** start of PASSAGE TO READ **

Ralph and his father restored this beauty, and Ralph gave me and Elias a tour of the countryside around Aulendorf at 10 miles per hour. I enjoyed pulling up to the local bar on a vintage tractor. A few months earlier, I had hiked up the Lion’s Head overlooking Cape Town with Ralph and Elias. I enjoy seeing friends on multiple continents.

Elias and daughter Lilly

Elias and daughter Lilly

In Cape Town, Elias graciously let me borrow his guitar, and I promised to bring it back to him in Germany. It was much needed company for a lonely traveler, and simply having it strapped on top of my luggage opened a few doors for me. At one nervous border crossing, between Burkina Faso and Mali, an immigration officer told me the commander wanted to have a word with me. I was led behind a makeshift border post where the young, shirtless “commander” sat on a cot smoking a cigarette and playing his rattly guitar. He had seen that I carried a guitar, and wanted to swap songs before I got back on the road. The guitar always got a warmer reception than the camera.

Historic stilted village; Lake Constance, Germany

Historic stilted village; Lake Constance, Germany

on the operating table

on the operating table

A week at a specialist BMW 2-valve shop in Holland had Jesse in great shape again. Mat Beekers at BMW Boxer Toko had a lot to teach me about my motorbike, and I wish I could’ve stayed as an apprentice for longer. His shop was the stuff of dreams- crates overflowing with old BMW parts, a garage packed with airhead G/Ses, engines and transmissions lined up on shelves, and guys with knowledge completely foreign to most official BMW mechanics. Thanks to Matt and Petra and all the guys at BMW Boxer Toko!

** end of PASSAGE TO READ **
** start of COLLECTED DATA **

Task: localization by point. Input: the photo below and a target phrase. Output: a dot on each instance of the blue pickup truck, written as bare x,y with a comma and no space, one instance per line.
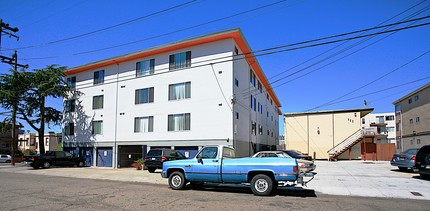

** end of COLLECTED DATA **

TASKS FOR THIS EXERCISE
**A)** In the motorcycle travel passage, what did the writer hike up with Ralph and Elias a few months before the tractor tour?
**B)** Pick up the motorcycle travel passage after its last sentence and keep writing.

RESULTS OF THE EXERCISE
**A)** The Lion’s Head overlooking Cape Town.

**B)**
my old friend, Bram

my old friend, Bram

Years ago, I met Bram on Plaza Viejo in Havana. We got along instantly and traveled together in Cuba for a couple weeks. He probably thought he’d never see me again, but there I was, five years later, knocking on his door. Spending time with him and his fiance Barbara was one of the highlights of my stay in Europe. I wouldn’t have even gone to Antwerp if not to see Bram, and it’s a great city, full of life and history.

Antwerp, Belgium

Antwerp, Belgium

Micha, Anna, and family; Yaonde, Cameroon

Micha, Anna, and family; Yaonde, Cameroon

I met Michel, Anna, and their three children in Cameroon months ago. They invited me to stay with them in Devon, and I feel like I got to see some of the best parts of England during my stay. Micha and I hiked in the rolling hills of Dartmoor and the rocky northern coast of Devon. It’s easy to see why many English funnel down to this area for vacation.

Michel, the northern coast of Devon, England

Michel, the northern coast of Devon, England

low tide, north coast of Devon, England

low tide, north coast of Devon, England

The Royal Mile; Edinburgh, Scotland

The Royal Mile; Edinburgh, Scotland

I could live in Edinburgh. The past intertwines seamlessly with the present. The sometimes dark and bloody history of the city adds mystique to the cobbled streets and dark alleyways, but you’re never far from the warmth of a crowded pub, often with musicians crammed into a corner in the back.

Scottish highlands; Isle of Skye

Scottish highlands; Isle of Skye

To be in the highlands on a motorcycle brought back the feeling of freedom that open spaces bring. I was reminded of Mongolia, the winding roads of Kyrgyzstan, and the barren vistas of Namibia. It’s hard to imagine that this road can’t go on forever. . . or can it?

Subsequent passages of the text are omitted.